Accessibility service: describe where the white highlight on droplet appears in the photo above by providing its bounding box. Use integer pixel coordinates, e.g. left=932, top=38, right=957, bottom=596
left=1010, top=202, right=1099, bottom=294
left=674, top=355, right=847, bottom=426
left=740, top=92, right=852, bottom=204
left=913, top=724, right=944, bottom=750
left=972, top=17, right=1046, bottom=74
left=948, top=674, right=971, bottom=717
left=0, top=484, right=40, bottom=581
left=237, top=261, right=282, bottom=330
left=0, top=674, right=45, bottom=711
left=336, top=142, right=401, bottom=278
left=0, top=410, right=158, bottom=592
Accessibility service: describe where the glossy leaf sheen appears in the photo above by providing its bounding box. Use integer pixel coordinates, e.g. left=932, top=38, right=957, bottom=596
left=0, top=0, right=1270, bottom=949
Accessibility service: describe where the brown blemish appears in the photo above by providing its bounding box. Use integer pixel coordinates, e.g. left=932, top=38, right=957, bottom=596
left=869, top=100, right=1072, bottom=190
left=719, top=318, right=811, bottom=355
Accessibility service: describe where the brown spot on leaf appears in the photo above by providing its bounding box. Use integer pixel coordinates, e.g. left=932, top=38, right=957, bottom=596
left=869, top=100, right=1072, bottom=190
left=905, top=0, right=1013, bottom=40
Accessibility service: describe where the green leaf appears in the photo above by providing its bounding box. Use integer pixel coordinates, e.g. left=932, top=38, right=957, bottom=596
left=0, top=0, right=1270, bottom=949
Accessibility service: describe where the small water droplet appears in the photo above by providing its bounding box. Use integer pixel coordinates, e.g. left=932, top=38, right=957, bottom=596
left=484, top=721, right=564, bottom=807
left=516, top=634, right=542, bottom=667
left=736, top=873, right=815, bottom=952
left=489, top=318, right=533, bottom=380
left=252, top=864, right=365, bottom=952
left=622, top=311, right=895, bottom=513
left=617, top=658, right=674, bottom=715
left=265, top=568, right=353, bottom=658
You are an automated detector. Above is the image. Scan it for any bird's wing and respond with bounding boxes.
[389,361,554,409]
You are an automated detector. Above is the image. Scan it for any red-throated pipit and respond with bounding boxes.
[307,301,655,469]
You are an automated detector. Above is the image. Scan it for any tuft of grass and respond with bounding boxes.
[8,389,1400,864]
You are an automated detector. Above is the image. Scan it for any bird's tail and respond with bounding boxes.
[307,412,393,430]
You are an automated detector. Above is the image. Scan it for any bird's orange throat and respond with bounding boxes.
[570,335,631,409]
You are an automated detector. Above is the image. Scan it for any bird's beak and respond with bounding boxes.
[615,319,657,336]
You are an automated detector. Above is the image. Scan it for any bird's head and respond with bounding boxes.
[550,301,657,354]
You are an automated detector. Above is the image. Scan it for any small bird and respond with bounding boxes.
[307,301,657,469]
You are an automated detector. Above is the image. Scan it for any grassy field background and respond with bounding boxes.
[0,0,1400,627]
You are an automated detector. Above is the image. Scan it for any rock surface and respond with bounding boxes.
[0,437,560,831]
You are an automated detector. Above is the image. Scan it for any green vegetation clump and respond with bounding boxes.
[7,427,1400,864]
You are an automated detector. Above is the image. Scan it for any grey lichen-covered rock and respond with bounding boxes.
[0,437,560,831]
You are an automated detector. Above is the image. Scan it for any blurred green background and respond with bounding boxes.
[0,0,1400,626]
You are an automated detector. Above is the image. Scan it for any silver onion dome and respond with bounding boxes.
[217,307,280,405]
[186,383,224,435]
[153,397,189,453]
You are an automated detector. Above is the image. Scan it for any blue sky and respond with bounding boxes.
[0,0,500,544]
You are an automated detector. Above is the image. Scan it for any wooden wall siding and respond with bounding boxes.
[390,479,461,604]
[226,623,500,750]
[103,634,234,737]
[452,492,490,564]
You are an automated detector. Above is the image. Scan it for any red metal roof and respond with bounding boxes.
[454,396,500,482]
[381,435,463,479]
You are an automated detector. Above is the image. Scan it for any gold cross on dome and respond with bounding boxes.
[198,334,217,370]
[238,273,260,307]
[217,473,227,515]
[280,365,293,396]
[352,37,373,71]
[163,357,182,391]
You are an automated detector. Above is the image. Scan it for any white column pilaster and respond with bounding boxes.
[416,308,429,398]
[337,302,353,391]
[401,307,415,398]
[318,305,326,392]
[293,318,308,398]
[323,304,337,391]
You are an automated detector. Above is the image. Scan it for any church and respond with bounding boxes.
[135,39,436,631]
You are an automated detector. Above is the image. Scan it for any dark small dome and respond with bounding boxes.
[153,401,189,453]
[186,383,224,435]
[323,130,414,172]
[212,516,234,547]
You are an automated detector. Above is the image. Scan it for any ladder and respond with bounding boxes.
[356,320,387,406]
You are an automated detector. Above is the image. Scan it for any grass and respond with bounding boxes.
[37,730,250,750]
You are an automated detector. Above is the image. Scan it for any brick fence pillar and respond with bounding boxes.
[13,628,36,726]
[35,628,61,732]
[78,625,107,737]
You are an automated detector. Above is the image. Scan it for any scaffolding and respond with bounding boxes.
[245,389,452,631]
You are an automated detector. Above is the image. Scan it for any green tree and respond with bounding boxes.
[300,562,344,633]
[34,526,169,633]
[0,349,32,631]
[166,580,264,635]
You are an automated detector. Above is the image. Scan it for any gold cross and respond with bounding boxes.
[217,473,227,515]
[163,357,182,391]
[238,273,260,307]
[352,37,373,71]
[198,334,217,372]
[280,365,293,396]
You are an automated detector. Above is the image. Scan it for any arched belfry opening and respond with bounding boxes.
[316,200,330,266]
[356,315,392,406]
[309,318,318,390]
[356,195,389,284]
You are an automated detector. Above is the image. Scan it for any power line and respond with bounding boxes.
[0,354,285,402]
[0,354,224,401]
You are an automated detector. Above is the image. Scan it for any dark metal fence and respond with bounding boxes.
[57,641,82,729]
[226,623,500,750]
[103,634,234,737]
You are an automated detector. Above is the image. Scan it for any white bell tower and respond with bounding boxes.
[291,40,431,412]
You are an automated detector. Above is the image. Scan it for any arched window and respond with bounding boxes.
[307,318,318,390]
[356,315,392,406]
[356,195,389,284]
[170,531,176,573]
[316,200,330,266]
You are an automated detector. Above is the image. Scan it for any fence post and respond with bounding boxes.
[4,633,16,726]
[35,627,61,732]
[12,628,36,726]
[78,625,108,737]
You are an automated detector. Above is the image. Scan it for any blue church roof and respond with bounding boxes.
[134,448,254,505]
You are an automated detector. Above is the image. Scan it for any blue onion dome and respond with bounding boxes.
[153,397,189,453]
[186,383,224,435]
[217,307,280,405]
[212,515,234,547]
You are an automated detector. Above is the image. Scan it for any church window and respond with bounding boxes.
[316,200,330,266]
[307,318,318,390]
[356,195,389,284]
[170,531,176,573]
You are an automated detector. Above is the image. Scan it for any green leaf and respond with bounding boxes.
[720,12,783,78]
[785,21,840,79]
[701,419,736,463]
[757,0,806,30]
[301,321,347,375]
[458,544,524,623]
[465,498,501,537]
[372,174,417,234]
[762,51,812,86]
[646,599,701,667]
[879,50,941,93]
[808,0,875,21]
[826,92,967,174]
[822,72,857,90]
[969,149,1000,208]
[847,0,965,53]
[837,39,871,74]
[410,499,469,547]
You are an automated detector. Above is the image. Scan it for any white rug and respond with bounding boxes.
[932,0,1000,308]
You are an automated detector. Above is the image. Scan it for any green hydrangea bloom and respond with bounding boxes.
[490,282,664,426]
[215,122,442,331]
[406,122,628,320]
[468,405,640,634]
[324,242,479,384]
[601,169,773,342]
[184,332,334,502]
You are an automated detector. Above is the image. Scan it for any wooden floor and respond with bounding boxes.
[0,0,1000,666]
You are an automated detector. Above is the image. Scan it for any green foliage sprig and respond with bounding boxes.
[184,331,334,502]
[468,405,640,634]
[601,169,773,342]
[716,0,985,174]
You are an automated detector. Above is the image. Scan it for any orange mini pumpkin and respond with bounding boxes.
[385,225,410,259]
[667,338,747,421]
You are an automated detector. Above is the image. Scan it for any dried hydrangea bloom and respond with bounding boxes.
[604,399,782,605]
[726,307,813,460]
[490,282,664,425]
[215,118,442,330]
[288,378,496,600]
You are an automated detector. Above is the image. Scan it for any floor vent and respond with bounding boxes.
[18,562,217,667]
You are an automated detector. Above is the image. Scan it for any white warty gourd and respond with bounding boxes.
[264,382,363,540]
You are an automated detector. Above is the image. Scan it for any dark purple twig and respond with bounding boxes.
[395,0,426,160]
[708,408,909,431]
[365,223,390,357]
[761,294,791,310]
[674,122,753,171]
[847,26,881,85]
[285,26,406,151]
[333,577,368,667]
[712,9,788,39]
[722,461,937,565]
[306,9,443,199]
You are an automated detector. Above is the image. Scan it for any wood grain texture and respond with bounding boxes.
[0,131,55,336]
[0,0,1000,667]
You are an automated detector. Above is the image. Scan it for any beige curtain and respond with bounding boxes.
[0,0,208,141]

(What the task requires) Could you duplicate the lines above word for word, beginning with the first one and stopping after the line that contains "left=913, top=724, right=944, bottom=750"?

(Written response)
Accessibility service: describe where the white highlight on droplet appears in the photo above by providing its bounding box. Use integer pixel coordinates, e.g. left=932, top=38, right=957, bottom=596
left=1010, top=202, right=1099, bottom=294
left=674, top=355, right=847, bottom=426
left=740, top=92, right=852, bottom=204
left=913, top=724, right=944, bottom=750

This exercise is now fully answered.